* BEGIN *
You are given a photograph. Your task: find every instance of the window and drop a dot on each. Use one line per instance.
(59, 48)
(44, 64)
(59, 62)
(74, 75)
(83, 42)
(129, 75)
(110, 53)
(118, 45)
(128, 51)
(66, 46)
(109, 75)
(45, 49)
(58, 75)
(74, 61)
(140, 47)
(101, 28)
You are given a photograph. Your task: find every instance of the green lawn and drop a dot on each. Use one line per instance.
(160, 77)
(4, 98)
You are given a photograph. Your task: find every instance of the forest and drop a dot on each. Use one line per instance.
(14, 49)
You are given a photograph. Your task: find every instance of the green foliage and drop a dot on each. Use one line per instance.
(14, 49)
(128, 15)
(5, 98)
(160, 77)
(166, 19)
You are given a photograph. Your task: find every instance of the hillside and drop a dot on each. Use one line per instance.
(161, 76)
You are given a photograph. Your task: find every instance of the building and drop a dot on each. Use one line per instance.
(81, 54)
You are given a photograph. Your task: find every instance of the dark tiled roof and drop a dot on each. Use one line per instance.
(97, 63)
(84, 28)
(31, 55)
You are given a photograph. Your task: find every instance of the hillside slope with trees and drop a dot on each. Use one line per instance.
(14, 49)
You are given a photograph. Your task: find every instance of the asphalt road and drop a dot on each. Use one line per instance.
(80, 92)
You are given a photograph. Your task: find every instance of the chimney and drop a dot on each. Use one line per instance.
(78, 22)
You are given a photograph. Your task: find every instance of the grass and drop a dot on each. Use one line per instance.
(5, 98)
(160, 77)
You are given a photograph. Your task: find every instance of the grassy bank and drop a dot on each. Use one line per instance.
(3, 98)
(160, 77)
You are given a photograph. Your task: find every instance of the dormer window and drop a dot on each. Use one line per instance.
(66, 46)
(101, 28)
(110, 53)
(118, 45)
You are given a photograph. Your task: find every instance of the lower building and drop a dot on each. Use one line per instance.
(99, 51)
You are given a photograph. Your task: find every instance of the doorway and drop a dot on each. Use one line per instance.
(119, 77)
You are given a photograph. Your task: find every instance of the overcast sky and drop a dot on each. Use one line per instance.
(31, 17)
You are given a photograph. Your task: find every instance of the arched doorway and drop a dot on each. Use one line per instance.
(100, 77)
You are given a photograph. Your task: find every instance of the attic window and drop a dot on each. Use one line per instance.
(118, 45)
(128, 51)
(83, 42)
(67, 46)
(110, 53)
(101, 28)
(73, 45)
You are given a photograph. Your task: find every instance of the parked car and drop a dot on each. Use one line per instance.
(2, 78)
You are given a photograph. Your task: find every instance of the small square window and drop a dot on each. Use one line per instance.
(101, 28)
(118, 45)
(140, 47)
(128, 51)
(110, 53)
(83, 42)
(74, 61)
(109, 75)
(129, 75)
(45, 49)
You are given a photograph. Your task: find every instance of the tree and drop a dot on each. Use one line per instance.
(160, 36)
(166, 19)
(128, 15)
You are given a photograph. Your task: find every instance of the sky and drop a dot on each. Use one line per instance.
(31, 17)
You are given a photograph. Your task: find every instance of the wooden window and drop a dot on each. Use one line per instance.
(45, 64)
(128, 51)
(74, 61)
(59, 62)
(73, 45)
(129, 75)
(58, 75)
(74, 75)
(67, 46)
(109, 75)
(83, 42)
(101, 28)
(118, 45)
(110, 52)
* END *
* BEGIN *
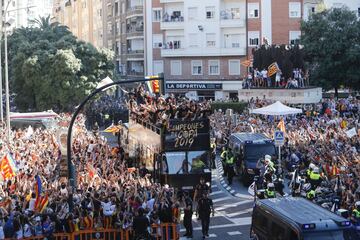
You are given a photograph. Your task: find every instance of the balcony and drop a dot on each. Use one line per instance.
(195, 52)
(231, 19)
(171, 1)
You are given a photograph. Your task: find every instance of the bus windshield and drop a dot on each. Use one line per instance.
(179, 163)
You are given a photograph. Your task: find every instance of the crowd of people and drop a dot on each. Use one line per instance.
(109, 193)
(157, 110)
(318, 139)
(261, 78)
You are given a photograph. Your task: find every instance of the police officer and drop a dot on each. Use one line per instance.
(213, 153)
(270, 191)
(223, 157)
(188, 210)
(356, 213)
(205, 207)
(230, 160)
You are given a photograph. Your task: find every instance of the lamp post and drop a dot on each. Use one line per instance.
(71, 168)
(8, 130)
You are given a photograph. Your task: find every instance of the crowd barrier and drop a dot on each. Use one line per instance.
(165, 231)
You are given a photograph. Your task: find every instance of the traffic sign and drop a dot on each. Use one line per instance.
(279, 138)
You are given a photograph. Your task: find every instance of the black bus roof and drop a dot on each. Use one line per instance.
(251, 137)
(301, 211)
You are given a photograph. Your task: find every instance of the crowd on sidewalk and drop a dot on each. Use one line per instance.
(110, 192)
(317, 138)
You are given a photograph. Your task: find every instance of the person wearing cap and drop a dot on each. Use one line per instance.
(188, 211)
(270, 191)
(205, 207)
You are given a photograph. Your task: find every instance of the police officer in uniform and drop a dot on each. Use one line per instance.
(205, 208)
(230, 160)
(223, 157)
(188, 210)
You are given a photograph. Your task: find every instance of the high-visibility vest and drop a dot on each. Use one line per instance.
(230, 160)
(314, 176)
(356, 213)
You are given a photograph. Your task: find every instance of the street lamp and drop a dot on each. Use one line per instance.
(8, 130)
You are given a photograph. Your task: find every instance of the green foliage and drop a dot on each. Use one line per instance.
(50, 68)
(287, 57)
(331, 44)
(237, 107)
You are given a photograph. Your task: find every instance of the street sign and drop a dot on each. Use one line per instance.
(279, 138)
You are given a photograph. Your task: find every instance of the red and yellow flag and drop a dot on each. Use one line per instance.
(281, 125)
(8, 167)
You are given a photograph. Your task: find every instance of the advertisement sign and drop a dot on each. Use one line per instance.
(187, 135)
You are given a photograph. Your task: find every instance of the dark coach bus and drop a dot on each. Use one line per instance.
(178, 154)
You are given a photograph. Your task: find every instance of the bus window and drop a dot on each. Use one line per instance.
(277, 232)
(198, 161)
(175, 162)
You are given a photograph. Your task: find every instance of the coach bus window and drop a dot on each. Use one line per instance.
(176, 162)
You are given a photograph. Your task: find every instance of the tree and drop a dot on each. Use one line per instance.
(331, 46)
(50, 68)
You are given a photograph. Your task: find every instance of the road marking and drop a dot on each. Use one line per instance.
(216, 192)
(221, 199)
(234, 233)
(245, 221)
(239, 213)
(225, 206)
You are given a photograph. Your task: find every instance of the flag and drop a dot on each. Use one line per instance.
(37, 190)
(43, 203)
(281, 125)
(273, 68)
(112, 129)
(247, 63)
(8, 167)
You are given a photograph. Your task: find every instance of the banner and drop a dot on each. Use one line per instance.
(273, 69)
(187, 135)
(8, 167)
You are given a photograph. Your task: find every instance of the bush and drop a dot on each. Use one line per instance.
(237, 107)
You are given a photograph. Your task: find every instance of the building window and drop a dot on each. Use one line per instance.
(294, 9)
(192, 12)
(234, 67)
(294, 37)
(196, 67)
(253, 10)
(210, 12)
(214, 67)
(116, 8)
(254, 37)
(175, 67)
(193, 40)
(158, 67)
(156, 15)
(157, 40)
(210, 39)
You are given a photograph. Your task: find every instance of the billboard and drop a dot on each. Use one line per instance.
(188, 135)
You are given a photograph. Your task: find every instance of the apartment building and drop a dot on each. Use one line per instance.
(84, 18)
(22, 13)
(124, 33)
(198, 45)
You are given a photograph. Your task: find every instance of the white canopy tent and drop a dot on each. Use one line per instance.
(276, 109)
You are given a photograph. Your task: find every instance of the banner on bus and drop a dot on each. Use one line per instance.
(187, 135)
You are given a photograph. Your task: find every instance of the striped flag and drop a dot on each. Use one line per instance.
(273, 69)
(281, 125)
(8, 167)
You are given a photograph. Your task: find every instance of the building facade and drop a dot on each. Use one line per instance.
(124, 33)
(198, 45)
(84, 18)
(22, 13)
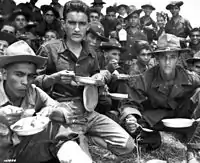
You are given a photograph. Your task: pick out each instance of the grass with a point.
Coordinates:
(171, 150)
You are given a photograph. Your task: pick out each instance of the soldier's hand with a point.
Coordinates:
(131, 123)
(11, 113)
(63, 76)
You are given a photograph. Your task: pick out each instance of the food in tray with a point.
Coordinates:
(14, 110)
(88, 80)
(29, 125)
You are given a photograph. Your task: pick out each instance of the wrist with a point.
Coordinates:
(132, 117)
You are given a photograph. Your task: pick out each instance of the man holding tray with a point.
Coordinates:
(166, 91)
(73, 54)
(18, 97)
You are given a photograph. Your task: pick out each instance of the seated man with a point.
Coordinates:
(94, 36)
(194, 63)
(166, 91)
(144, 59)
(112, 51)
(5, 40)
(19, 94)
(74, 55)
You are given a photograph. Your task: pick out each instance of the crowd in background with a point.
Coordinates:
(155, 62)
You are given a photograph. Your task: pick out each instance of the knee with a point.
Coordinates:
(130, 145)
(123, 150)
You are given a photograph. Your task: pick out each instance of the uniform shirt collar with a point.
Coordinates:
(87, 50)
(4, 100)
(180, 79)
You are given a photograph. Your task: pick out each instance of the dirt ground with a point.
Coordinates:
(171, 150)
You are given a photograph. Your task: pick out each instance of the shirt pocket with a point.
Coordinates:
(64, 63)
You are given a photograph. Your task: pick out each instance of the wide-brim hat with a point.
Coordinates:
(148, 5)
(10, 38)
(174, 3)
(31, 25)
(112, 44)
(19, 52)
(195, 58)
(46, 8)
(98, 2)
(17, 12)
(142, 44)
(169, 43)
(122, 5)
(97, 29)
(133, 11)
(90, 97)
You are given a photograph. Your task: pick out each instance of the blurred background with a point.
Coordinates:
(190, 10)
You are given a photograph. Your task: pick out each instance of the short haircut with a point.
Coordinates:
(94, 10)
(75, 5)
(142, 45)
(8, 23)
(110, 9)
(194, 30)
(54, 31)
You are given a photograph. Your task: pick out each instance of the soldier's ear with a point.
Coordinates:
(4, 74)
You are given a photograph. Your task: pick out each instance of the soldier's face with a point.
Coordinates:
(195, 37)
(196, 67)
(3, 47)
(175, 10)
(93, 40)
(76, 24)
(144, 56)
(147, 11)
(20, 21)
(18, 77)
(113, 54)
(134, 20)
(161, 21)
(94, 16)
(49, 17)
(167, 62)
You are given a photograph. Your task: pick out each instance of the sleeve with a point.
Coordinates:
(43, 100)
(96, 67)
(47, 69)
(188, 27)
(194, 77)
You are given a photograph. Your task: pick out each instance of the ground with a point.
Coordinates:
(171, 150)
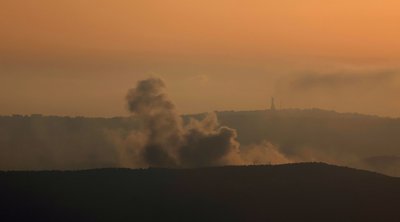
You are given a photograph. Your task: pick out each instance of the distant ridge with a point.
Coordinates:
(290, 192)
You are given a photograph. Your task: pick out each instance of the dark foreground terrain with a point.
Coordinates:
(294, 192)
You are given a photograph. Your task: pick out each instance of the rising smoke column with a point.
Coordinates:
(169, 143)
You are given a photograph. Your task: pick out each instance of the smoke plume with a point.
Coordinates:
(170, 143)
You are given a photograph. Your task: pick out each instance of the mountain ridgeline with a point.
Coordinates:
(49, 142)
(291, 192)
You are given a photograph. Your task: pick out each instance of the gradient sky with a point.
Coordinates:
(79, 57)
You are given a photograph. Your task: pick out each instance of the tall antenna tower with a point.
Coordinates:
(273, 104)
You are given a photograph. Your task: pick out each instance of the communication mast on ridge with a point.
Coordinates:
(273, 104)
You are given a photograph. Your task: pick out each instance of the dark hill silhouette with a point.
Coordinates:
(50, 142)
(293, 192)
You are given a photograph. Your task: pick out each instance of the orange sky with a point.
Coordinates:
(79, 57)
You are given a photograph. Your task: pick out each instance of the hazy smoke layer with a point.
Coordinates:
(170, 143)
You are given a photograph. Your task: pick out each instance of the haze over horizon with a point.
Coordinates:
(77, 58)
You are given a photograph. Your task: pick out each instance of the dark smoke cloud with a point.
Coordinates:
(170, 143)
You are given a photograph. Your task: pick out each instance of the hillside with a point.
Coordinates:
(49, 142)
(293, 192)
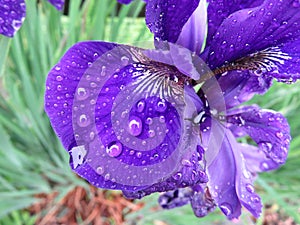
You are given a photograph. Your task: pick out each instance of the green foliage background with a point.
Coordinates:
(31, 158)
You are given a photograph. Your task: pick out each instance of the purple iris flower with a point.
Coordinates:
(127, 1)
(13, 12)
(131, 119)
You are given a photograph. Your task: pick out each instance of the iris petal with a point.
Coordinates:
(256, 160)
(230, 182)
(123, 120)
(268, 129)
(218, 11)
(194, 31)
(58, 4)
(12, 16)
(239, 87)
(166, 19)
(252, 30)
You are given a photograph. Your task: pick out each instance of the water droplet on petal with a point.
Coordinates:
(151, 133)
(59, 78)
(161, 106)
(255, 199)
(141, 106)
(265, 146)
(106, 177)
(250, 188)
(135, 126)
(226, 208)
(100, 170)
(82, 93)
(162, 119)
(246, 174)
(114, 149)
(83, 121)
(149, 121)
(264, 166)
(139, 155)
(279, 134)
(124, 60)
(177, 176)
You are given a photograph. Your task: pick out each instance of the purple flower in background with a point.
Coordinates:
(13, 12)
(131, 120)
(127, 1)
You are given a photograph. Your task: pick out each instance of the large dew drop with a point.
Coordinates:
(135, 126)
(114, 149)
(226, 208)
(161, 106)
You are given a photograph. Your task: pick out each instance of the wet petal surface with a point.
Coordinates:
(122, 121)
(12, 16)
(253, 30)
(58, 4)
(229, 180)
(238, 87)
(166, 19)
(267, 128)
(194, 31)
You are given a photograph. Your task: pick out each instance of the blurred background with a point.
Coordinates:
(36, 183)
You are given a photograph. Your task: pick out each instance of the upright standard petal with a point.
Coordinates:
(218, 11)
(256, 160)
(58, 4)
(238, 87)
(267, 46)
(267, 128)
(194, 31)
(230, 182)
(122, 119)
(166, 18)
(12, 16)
* END *
• _WHAT YOU HAVE TO DO_:
Filter the records above down to every line containing the word "hillside", and copy each of those lines in full.

• _COMPLETE RESPONSE_:
You are given a photograph. Your task: find every instance of the hillside and drop a dot on each. Use one line per instance.
You are given a photograph. Your task: find every instance of the hillside slope with trees and drop a dot on each. Use one line per instance.
You are given a photograph. Your task: pick out each instance of the hillside with a point.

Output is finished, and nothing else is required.